[Data listing]
------------------------------------------------

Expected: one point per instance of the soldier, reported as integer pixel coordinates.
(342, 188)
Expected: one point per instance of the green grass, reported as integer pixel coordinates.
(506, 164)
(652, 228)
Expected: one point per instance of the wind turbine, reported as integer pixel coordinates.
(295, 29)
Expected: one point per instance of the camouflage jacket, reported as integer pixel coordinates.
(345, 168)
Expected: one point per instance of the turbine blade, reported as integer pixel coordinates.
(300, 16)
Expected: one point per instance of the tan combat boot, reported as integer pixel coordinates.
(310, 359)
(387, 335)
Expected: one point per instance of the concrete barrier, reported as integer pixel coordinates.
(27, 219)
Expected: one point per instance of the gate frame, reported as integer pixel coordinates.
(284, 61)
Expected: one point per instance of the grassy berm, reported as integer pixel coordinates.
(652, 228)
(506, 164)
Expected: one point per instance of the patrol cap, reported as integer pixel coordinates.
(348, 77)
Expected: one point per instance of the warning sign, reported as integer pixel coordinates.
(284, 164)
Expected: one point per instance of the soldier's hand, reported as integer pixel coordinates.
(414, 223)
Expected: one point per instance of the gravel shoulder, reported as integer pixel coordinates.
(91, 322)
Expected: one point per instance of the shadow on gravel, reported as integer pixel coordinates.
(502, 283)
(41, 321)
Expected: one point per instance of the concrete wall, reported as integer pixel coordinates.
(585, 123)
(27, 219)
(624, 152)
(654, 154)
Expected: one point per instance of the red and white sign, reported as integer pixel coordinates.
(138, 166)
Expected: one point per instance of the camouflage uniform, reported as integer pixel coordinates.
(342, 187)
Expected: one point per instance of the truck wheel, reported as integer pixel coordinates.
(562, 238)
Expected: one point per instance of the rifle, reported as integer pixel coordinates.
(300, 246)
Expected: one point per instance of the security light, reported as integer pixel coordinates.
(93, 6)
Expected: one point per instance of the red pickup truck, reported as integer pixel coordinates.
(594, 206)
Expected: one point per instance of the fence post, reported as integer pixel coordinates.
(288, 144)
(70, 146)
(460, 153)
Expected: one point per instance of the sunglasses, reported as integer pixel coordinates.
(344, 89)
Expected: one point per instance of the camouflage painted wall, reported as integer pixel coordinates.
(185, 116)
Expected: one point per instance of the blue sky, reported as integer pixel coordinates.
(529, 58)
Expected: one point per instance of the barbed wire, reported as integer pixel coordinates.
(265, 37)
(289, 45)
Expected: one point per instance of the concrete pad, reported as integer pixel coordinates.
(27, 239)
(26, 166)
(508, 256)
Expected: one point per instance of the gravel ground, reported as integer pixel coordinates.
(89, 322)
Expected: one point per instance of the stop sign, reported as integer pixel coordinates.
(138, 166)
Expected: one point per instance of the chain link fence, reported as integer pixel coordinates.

------------------------------------------------

Starting at the line in the data above that contains "Expected: one point per instance of the barbed" and ending at the end of the data, copy out every line, requests included. Shift each coordinate in the answers by adding 93 to both of its numbers.

Expected: one point per instance of the barbed wire, reported as integer pixel coordinates.
(358, 130)
(382, 138)
Expected: one point per instance of the concrete pad, reported as integer pixel coordinates.
(120, 332)
(119, 259)
(601, 349)
Expected: one point per instance of the gravel ground, reported as integer pixel coordinates.
(182, 415)
Expected: one point per instance of the stop sign, reported as integer pixel coordinates.
(231, 259)
Expected: one point per instance of the chain link fence, reported as integer pixel coordinates.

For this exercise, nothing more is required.